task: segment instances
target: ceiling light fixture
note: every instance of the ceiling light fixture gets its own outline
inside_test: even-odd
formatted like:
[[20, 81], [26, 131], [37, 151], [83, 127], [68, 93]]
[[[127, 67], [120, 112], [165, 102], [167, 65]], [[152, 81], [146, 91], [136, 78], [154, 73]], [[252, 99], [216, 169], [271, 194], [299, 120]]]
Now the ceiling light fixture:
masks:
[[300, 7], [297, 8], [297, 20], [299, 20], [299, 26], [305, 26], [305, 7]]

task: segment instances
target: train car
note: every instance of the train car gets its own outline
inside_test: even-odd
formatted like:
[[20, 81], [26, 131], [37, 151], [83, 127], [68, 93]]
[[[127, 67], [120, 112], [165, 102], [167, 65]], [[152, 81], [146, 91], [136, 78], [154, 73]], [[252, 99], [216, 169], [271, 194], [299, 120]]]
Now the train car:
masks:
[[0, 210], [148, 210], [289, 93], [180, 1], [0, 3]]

::::

▸ WHAT TO DO
Reproduce every line of all the records above as a single numbered list, omitting any blank lines.

▸ RIGHT ANSWER
1. task: segment instances
2. target: ceiling light fixture
3. note: every instance of the ceiling light fixture gets its own outline
4. inside_test: even-odd
5. formatted like:
6. [[20, 81], [26, 131], [37, 151], [83, 127], [68, 93]]
7. [[[127, 67], [120, 112], [165, 102], [167, 65]], [[152, 81], [146, 91], [136, 78], [154, 73]], [[252, 99], [216, 169], [271, 194], [299, 120]]]
8. Now the ceiling light fixture:
9. masks:
10. [[300, 7], [297, 8], [297, 20], [299, 20], [299, 26], [305, 26], [305, 7]]
11. task: segment instances
12. target: train car
13. note: every instance of the train car gets its own outline
14. inside_test: even-odd
15. formatted like:
16. [[20, 81], [26, 131], [37, 151], [83, 127], [68, 93]]
17. [[[127, 67], [120, 112], [165, 102], [167, 65]], [[152, 81], [146, 91], [136, 78], [154, 73]], [[252, 99], [216, 169], [271, 194], [299, 120]]]
18. Now the train car:
19. masks:
20. [[0, 210], [148, 210], [289, 93], [180, 1], [0, 3]]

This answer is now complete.